■ Brief 1
From the Casper Oimoen biography, list every championship that it says he won a specific number of times.
■ Brief 2
Identify each line in the entries below that contains the string "black", and copy those lines.

Casper Oimoen (May 8, 1906 – July 28, 1995) was an American ski jumping champion.

Biography
Casper Oimoen was born at Etnedal in Oppland, Norway. He immigrated to the United States in 1923 and settled near Minot, North Dakota. Unable to compete in the 1928 Olympics because he was not an American citizen, he entered the Olympics in 1932 and again as captain of the U.S. team in 1936, placing 5th and 13th respectively.
Casper Oimoen won over 400 medals and trophies during his skiing career. He won the Northwestern Ski Jumping Championship nine times in nine entries, the Montana State Jumping Championship six times in six entries, the Central United States Championship ten times, six of them in consecutive years (1925-1931), and the United States National Ski Jumping Championship three times. In 1930, he won the Eastern, Central and National Championships, plus eight other firsts, a feat which has never been equaled.

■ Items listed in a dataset

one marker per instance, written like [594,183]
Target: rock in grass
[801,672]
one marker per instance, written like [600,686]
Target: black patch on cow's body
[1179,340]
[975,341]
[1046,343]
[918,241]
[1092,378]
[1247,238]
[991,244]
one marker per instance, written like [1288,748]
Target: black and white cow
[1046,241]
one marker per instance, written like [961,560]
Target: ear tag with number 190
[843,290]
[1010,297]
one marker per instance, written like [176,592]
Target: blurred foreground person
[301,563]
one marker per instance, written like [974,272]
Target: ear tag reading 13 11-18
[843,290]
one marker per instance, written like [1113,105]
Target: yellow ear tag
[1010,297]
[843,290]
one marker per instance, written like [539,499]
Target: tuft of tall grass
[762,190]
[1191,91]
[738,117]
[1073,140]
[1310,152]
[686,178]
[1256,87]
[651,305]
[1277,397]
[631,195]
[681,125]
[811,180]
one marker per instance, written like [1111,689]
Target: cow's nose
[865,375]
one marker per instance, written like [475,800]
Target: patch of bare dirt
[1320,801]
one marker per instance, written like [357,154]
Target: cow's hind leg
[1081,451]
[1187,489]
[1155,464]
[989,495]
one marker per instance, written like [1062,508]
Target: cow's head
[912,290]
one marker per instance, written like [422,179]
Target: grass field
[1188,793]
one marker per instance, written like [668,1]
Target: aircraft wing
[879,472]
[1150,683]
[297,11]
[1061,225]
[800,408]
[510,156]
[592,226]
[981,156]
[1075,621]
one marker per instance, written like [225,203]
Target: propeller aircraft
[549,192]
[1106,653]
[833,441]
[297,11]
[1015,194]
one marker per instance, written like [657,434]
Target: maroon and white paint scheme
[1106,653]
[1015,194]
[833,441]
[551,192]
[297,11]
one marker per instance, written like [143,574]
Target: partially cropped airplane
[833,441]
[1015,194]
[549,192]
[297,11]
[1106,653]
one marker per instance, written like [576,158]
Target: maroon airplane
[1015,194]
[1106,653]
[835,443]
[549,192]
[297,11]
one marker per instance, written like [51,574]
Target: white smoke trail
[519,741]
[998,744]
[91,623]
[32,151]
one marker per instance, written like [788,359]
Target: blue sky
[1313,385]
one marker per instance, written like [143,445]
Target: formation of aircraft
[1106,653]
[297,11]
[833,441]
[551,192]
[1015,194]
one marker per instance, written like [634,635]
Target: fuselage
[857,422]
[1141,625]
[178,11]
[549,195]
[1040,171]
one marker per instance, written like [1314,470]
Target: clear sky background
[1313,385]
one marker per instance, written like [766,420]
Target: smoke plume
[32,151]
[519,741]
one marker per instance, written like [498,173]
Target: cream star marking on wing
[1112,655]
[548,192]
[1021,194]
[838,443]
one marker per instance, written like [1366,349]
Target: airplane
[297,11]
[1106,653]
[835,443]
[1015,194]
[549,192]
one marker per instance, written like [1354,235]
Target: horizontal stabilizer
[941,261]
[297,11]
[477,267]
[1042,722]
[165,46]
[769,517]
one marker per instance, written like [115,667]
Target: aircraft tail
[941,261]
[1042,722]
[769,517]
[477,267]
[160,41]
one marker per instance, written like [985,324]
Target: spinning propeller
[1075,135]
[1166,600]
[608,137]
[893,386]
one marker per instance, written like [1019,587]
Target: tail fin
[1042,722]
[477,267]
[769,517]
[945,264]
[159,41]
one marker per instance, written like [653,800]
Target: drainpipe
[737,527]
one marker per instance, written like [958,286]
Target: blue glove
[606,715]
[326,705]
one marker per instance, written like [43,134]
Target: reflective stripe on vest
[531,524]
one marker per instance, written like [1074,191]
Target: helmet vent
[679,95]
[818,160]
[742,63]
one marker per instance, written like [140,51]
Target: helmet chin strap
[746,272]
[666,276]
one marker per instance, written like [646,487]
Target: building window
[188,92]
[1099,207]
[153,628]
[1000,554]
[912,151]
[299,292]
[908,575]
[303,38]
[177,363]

■ Task solution 1
- Northwestern Ski Jumping Championship
- Montana State Jumping Championship
- Central United States Championship
- United States National Ski Jumping Championship

■ Task solution 2
Target: black patch on cow's body
Target: black and white cow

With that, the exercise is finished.